Dentro del escritorio se hallarán dos o tres frascos con píldoras para equilibrar el sistema nervio­so. Pero no lo culpemos, porque la empresa deshuma­niza. El escritorio de los ejecutivos enferma y traumatiza.

En un rincón de la oficina recaudadora de im­puestos, el empleado común, burócrata por voca­ción, acciona números en la máquina que sabe me­jor que él las cuatro operaciones aritméticas, em­borrona libretas, contesta dos teléfonos al tiempo, escribe cifras y rellena espacios, pero no le queda tiempo para saludar y mucho menos para mirarnos a la cara, porque sus cálculos deben cumplir­se también contra reloj.

--------------------

■ **Lista de tareas**:
[A] ¿Puedes repetir literalmente la parte del texto sobre la vida de oficina que comienza en "Dentro del escritorio" y termina en "enferma y traumatiza."?
[B] ¿Podrías proseguir el texto sobre la vida de oficina a partir de su última oración?

Datos de expresiones referenciales
--------------------

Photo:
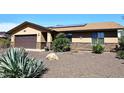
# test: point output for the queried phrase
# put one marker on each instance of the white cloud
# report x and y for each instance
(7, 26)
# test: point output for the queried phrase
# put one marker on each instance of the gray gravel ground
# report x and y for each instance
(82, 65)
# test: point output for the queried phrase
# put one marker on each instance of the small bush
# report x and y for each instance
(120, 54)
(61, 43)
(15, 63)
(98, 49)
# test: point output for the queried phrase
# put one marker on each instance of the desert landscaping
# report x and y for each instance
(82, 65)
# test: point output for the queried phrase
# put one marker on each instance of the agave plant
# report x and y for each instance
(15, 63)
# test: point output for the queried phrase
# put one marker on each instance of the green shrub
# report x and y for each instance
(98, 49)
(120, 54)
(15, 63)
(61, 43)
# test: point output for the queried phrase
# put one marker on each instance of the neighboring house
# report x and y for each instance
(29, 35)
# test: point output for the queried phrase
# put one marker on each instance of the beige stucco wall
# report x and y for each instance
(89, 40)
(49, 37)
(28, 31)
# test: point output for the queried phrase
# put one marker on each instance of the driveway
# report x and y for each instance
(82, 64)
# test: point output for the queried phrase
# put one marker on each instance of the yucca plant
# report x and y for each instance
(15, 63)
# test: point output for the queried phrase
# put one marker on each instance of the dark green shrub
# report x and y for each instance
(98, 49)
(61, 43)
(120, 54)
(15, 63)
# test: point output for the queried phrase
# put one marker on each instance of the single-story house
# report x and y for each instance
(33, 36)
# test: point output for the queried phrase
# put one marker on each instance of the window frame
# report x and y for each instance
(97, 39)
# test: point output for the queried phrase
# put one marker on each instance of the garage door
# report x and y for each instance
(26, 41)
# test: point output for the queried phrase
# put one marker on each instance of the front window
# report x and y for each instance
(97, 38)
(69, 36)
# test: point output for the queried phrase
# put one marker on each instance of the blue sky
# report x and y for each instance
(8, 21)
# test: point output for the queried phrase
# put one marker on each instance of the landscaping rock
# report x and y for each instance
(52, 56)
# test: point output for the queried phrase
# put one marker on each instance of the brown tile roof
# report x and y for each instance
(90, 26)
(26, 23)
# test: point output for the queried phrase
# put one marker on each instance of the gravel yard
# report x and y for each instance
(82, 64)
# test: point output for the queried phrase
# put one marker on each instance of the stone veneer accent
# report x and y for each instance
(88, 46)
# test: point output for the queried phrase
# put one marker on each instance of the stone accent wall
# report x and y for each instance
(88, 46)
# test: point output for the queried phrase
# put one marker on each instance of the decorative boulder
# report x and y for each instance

--------------------

■ **Resultados del ejercicio**:
[A]
Dentro del escritorio se hallarán dos o tres frascos con píldoras para equilibrar el sistema nervio­so. Pero no lo culpemos, porque la empresa deshuma­niza. El escritorio de los ejecutivos enferma y traumatiza.

[B]
Si estamos de buenas, no nos regañará. Pero como es difícil estarlo en estas marañas oficiales, saldremos de igual o peor genio que el déspota de turno. Y eso que deberíamos sen­tirnos de plácemes por efectuar el acto cívico, y desde luego heroico, de pagar la cuenta que tantos insomnios nos había causado.

A la oficina de empleos nos arrimamos despacio y acomplejados. Repasamos, antes de entregar el formulario, la recomendación del jefe políti­co, redactada en términos tan obligantes, que lle­gamos a vernos encasillados en la nómina. El funcionario tiene por lo menos el gesto de detenerse a leer nuestra pequeña biografía, y nos despide, con sonrisa que reconforta, ofreciéndonos la próxima vacante, mientras al voltear nosotros la espalda, rasga los papeles ante la complicidad de la secretaria, que espía el acto desde el escritorio vecino.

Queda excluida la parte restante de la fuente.